WHAT IS REQUIRED: From the listing below, extract verbatim every line, beginning with the line that contains "of the sunset" and continuing through the line that contains "column 551, row 541", including both of those lines.

--- Start of SOURCE MATERIAL ---

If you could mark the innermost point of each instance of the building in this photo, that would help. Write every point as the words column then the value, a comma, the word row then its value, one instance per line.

--- End of SOURCE MATERIAL ---
--- Start of SOURCE MATERIAL ---

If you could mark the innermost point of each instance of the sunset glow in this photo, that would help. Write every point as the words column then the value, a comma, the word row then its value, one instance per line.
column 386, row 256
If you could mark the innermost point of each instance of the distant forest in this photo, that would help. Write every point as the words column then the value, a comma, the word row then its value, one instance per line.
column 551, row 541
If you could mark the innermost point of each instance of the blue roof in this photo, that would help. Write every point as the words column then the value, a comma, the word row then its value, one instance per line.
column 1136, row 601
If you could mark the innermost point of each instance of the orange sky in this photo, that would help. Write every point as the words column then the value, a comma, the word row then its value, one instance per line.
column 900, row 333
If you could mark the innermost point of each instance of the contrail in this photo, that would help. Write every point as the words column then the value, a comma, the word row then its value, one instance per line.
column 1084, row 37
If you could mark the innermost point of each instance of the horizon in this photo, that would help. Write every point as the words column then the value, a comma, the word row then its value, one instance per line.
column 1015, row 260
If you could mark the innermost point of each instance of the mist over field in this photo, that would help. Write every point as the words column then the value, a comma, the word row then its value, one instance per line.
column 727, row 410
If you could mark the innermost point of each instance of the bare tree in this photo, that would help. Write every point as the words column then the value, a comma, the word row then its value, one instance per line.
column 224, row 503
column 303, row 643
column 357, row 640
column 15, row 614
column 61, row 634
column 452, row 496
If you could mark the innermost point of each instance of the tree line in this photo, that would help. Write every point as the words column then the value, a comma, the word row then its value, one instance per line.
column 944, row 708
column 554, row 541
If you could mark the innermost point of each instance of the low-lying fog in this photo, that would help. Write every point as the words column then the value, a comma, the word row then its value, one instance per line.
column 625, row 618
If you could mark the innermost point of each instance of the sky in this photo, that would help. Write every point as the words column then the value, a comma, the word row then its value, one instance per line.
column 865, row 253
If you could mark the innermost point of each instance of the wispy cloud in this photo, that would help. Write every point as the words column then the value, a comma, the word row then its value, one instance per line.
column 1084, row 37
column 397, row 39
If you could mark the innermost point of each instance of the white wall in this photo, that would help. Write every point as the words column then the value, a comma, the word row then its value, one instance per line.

--- End of SOURCE MATERIAL ---

REPLY:
If you could mark the innermost point of each instance of the sunset glow in this photo, that would help. Write every point as the words column then the value, a comma, the word row then its value, one instance per line.
column 386, row 256
If you could mark the innermost point of each instance of the distant forest in this photo, that would help. Write every point as the words column then the value, a comma, the word row then its value, one instance per line.
column 551, row 541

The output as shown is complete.